** Start DATASET CONTENT **
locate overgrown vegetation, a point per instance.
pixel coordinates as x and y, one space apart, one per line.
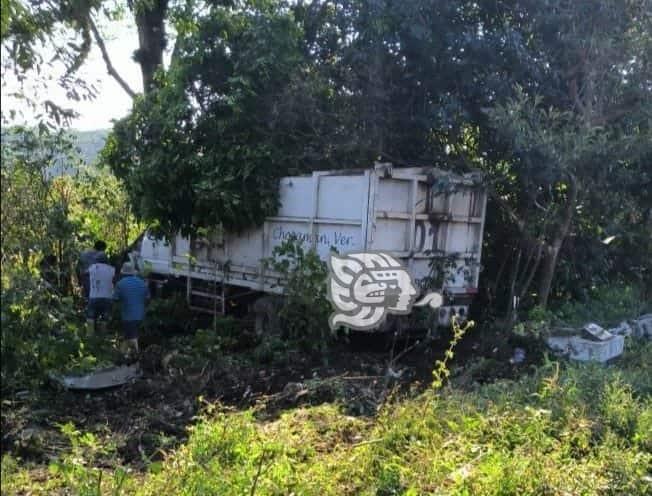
303 313
578 429
550 99
46 221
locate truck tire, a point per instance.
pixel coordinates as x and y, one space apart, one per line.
266 311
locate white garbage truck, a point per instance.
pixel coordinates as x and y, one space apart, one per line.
430 220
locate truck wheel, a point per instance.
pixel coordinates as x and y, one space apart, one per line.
267 322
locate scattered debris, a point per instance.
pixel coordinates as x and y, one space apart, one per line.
594 332
100 379
642 327
591 343
623 329
518 357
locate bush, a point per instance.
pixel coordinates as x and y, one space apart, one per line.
305 309
41 331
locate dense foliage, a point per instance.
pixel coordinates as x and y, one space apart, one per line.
567 429
552 101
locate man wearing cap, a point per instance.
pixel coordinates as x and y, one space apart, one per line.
132 293
100 277
86 259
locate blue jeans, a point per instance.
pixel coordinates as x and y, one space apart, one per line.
131 328
99 308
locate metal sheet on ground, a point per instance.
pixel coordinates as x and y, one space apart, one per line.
101 379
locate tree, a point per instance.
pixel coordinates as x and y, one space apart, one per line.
39 34
586 121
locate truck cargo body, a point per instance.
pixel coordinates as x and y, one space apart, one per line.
430 220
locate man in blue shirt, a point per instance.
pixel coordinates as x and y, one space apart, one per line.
132 293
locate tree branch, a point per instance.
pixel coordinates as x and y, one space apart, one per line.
105 55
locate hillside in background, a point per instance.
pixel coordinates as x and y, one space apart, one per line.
90 143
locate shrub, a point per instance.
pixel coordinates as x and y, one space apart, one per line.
305 308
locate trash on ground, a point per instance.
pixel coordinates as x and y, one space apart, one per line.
585 350
518 357
595 332
100 379
622 329
642 327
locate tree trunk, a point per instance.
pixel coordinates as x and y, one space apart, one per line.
552 249
150 20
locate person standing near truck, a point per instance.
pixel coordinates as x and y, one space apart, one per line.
100 302
132 293
86 259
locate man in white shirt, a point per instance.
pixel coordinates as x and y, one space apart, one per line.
100 298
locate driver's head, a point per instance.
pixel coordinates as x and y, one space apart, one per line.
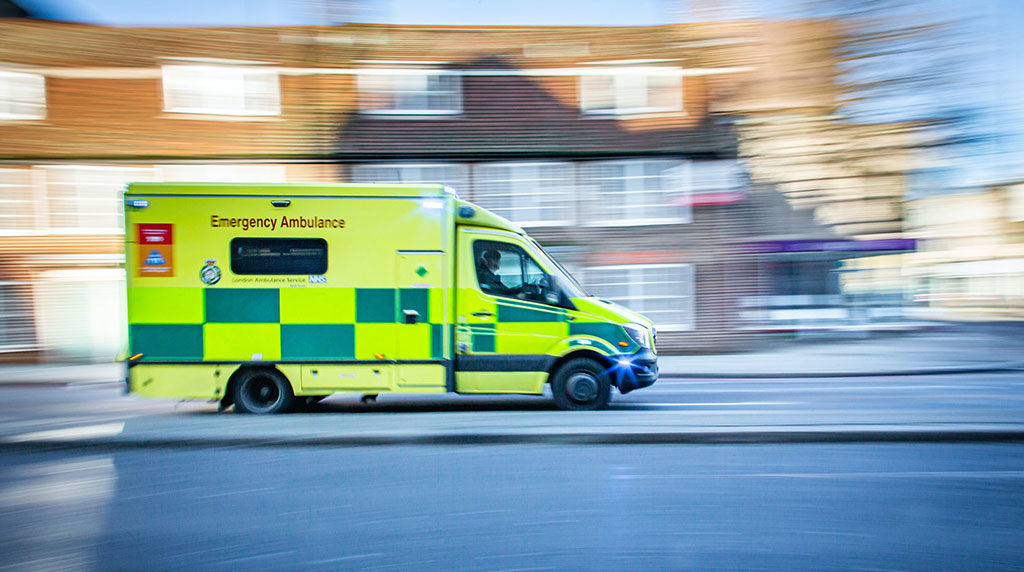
493 259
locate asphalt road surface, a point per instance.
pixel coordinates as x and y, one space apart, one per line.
521 507
784 508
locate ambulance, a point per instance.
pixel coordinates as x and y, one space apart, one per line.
274 296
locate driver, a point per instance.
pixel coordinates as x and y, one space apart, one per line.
491 261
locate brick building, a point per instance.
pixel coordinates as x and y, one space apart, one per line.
619 148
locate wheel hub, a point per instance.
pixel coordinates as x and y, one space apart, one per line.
582 387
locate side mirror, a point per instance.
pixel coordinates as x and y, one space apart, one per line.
550 290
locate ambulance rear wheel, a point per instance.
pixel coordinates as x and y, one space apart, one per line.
262 391
581 384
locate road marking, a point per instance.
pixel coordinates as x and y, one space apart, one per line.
724 403
805 389
864 475
69 434
344 558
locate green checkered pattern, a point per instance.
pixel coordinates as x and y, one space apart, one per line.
293 324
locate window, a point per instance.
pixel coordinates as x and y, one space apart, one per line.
410 92
22 95
527 193
664 293
223 173
505 269
17 330
225 90
639 90
453 175
636 191
279 256
89 199
17 203
717 182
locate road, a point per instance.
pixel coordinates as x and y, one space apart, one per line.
521 506
785 508
958 400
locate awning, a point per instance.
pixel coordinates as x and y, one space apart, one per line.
875 247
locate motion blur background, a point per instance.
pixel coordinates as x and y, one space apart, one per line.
738 171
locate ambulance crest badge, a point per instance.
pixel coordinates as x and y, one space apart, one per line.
210 273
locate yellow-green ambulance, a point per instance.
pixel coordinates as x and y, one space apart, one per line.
268 296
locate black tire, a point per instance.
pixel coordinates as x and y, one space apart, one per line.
582 384
262 392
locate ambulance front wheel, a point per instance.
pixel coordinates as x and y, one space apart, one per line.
581 384
262 391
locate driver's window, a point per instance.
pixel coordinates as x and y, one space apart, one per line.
500 269
534 273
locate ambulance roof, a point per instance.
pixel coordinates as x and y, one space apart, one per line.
289 189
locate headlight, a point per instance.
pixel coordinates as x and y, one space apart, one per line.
638 334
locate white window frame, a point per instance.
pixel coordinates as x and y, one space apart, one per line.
518 198
415 171
187 89
631 91
33 85
678 174
116 200
12 183
635 291
222 173
370 82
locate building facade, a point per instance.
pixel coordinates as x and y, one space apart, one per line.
621 149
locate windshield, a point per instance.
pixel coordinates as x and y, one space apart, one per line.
566 282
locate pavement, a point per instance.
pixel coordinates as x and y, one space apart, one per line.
953 385
951 407
963 348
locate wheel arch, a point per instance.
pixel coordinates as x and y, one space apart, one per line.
604 360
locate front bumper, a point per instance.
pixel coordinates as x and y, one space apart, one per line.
637 370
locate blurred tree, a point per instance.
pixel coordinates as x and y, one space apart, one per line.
916 62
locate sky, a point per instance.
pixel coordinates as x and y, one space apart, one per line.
994 42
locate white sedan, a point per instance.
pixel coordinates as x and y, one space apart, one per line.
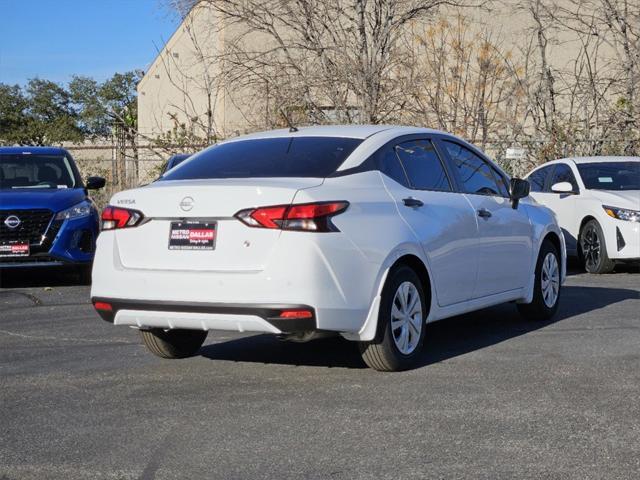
597 203
367 232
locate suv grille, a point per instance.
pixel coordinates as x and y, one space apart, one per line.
33 226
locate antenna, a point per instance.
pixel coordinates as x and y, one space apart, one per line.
292 127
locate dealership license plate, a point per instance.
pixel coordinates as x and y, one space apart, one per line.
14 249
192 235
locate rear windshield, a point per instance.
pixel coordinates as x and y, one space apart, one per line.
36 171
610 175
268 157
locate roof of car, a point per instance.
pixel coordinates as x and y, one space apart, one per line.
602 159
28 150
342 131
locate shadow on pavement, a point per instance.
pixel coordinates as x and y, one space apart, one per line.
39 277
445 339
574 267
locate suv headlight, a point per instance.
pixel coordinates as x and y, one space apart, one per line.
82 209
622 213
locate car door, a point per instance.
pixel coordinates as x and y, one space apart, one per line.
563 204
505 234
441 219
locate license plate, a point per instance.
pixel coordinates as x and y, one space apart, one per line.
192 235
14 249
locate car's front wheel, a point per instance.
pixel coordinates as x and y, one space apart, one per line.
173 343
593 249
546 291
401 320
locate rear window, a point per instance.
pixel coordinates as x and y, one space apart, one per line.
269 157
36 171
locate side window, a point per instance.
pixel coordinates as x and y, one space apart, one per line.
537 179
476 176
423 166
563 173
389 164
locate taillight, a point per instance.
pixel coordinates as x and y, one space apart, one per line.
116 217
309 217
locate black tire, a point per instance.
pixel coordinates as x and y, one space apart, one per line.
173 343
593 249
382 353
538 309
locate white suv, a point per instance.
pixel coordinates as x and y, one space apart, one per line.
363 231
597 203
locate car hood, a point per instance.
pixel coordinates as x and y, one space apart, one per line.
52 199
616 198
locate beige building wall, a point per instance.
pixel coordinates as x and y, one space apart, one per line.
187 79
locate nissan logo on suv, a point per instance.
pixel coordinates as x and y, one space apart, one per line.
12 221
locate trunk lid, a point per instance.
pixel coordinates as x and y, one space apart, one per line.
238 248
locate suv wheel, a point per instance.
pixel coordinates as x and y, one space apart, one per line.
593 249
546 291
173 343
401 323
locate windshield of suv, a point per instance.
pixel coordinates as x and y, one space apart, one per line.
36 171
267 157
610 175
** End DATASET CONTENT **
▶ [EXERCISE] Reproduce every line of the records above word for word, from start to finish, leaving out the pictures.

▶ [TASK SOLUTION]
locate overgrown vegetation, a point per instance.
pixel coordinates as x and y, one space apart, one per line.
303 313
578 429
550 99
46 221
locate truck tire, a point per instance.
pixel coordinates as x and y, one space apart, one per line.
266 311
locate white garbage truck, a point per instance.
pixel coordinates as x and y, one space apart, one per line.
430 220
locate truck wheel, a point per instance.
pixel coordinates as x and y, one space apart, one per line.
267 322
locate scattered debris, a point per instance.
pixel coordinates as x and y, one space apart, one per line.
594 332
100 379
642 327
591 343
623 329
518 357
locate bush, a point per instance.
pixel coordinates as x and y, one space apart, one per line.
305 309
41 331
locate dense foliage, a point per instance.
pixel coordinates as x and y, one space apart, one per line.
567 429
552 101
locate man wearing cap, a point per instance.
pixel coordinates as x and y, one space apart, one per line.
132 293
100 277
86 259
locate blue jeans, a point per instance.
pixel coordinates as x and y, one space apart, one per line.
131 328
99 308
locate metal sheet on ground, a point per instance.
pixel coordinates as x and y, one space apart, one per line.
101 379
locate tree, a point per instance.
pixel coordinates as x and y, one space apart, one per line.
39 34
586 121
locate truck cargo body, a point per instance.
pixel coordinates as x and y, one space apart, one per line.
430 220
locate man in blue shirt, a point per instance.
pixel coordinates as x and y, one space apart, one per line.
132 293
locate tree branch, a point per instance.
pixel coordinates as x and y, one space apart, one per line.
105 55
locate hillside in background, a point per instance.
pixel coordinates as x and y, one space apart, one per line.
90 143
locate shrub, a point per instance.
pixel coordinates as x and y, one space apart, one per line.
305 308
locate trash on ground, a point per instance.
pixel coordinates as x and y, one space apart, one per line.
585 350
518 357
595 332
100 379
622 329
642 327
locate tree trunk, a point per instance.
pixel coordinates as x and y, one space apart, one per line.
552 249
150 20
locate person standing near truck, a point per instance.
pixel coordinates as x and y, one space apart, one per line.
100 302
132 293
86 259
locate man in white shirt, a point per instance.
pixel coordinates as x and y, one space apart, one per line.
100 298
locate driver's head, a point per instance.
pixel coordinates as x and y, one space apart, one per line.
493 259
locate asphalt road surface, a point per instance.
pixel coordinates as x and y, one space apart, one per line.
521 507
784 508
locate ambulance, a point per instance.
pixel coordinates as x and y, one space apart, one per line.
274 296
locate driver, a point per instance.
pixel coordinates as x and y, one space apart, one per line.
491 261
locate brick building, a point per instance.
pixel coordinates as x and y, one space apart, one per line.
619 148
locate wheel hub, a point per instance.
pixel coordinates as x and y, one space apart, one per line.
582 387
locate side mirror, a point per instance.
pixel coordinates as x and y, one space apart, one per line.
550 290
locate ambulance rear wheel, a point per instance.
pixel coordinates as x and y, one space apart, one per line.
262 391
581 384
locate road marking, a point per instance.
pixel coordinates as x and y, one space apart, one per line.
724 403
805 389
864 475
69 434
344 558
locate green checkered pattern, a point per instance.
pixel coordinates as x and y, one space apart, one per line.
293 324
locate window, a point per instance.
pixel coordinates as x and y, one space apart, one per line.
410 92
22 95
527 193
664 293
223 173
505 269
17 330
225 90
639 90
453 175
636 191
279 256
89 199
17 203
717 182
locate road, a point per instance.
pixel coordinates as x and y, one space apart, one per line.
521 506
785 508
958 400
locate awning, a point per instance.
pixel coordinates as x and y, one space apart, one per line.
875 247
locate motion blur background, a point per instance.
pixel coordinates as x and y, one space apart, one per line.
738 171
locate ambulance crest badge, a point per instance.
pixel coordinates as x and y, one space apart, one per line.
210 273
locate yellow-green ambulance, a point per instance.
pixel coordinates as x and y, one space apart, one per line.
268 296
locate black tire, a point per instance.
pixel coordinates as x and y, one space apart, one per line.
582 384
262 392
locate ambulance front wheel, a point per instance.
pixel coordinates as x and y, one space apart, one per line.
581 384
262 391
locate driver's window, a point per instance.
pixel coordinates as x and y, one space apart, one per line.
500 269
534 273
locate ambulance roof, a point per instance.
pixel coordinates as x and y, one space apart, one per line.
289 189
locate headlight, a point per instance.
pixel coordinates as x and y, one space apart, one per line.
638 334
locate white window frame, a point per instance.
pixel coordinates as x and y, one space apart, one per line.
518 198
415 171
187 89
631 91
33 85
678 174
116 200
12 183
635 291
222 173
370 82
locate building facade, a point per instance.
pixel coordinates as x and y, one space apart, one per line.
621 149
locate windshield, a point per instance.
pixel coordinates as x and y, one space apart, one per line.
566 282
locate pavement, a point per instance.
pixel coordinates as x and y, one space apart, one per line.
953 385
951 407
963 348
locate wheel arch, a point per instance.
pixel coordinates as x and y, one space apart, one per line.
604 360
locate front bumper, a point per instance.
pixel coordinates as x and y, one space apart, one per line.
637 370
locate blurred tree, a point per instance.
pixel coordinates as x and y, one space apart, one per line.
916 62
locate sky, a point per instance.
pixel coordinates as x and y, one space apart, one per line.
994 42
locate white sedan, a point per instance.
pixel coordinates as x and y, one space apart, one per line.
597 203
367 232
locate suv grille, a point per instance.
pixel coordinates as x and y, one space apart, one per line.
33 226
locate antenna, a point per instance.
pixel coordinates as x and y, one space apart, one per line.
292 127
locate dealership license plate, a point per instance.
pixel coordinates as x and y, one space apart, one per line.
14 249
192 235
locate rear windshield, a point per instance.
pixel coordinates as x and y, one space apart, one per line.
36 171
610 175
268 157
locate roof of car, a point per instance.
pixel coordinates as x and y, one space apart, one per line.
602 159
28 150
342 131
locate shadow on pavement, a point per instance.
pixel coordinates as x and y, one space apart, one per line.
39 277
445 339
574 267
locate suv headlight, a point per instance.
pixel coordinates as x and y, one space apart, one per line.
82 209
622 213
locate car door, a point per instance.
pixel coordinates as x and y, one space apart, one per line.
563 204
505 234
441 219
locate license plate, a point per instance.
pixel coordinates as x and y, one space apart, one per line.
192 235
14 249
locate car's front wheel, a point per instance.
pixel coordinates as x and y, one space apart, one per line.
173 343
593 249
546 291
401 320
locate rear window, a point per instance.
pixel coordinates as x and y, one space apart, one per line.
269 157
36 171
locate side window, a point per instance.
pixel coordinates as x and y, one space apart, one per line.
537 179
476 176
423 166
563 173
389 164
locate taillight, a point per instance.
pixel coordinates as x and y, one space apart, one per line.
116 217
309 217
locate black tire, a point per instance.
pixel coordinates as x and y, one space apart, one per line.
173 343
593 249
382 353
538 309
locate white suv, a point per instance.
pixel coordinates as x and y, one space apart, one per line.
363 231
597 203
locate car hood, a point per instance.
pixel coordinates as x and y, one space apart, one per line.
52 199
616 198
locate beige building wall, a point per instance.
pixel coordinates as x and y, one space apart, one per line.
187 79
locate nissan logo on suv, a point per instance.
pixel coordinates as x and y, one space apart, one per line.
12 221
locate trunk lid, a point per instance.
pixel coordinates as x and y, one space apart, one per line.
238 248
locate suv wheel, a point per instance.
pixel coordinates as x and y, one space apart, one per line.
593 249
546 291
173 343
401 323
locate windshield of suv, a point per instance.
pixel coordinates as x and y, one space apart, one per line.
36 171
267 157
610 175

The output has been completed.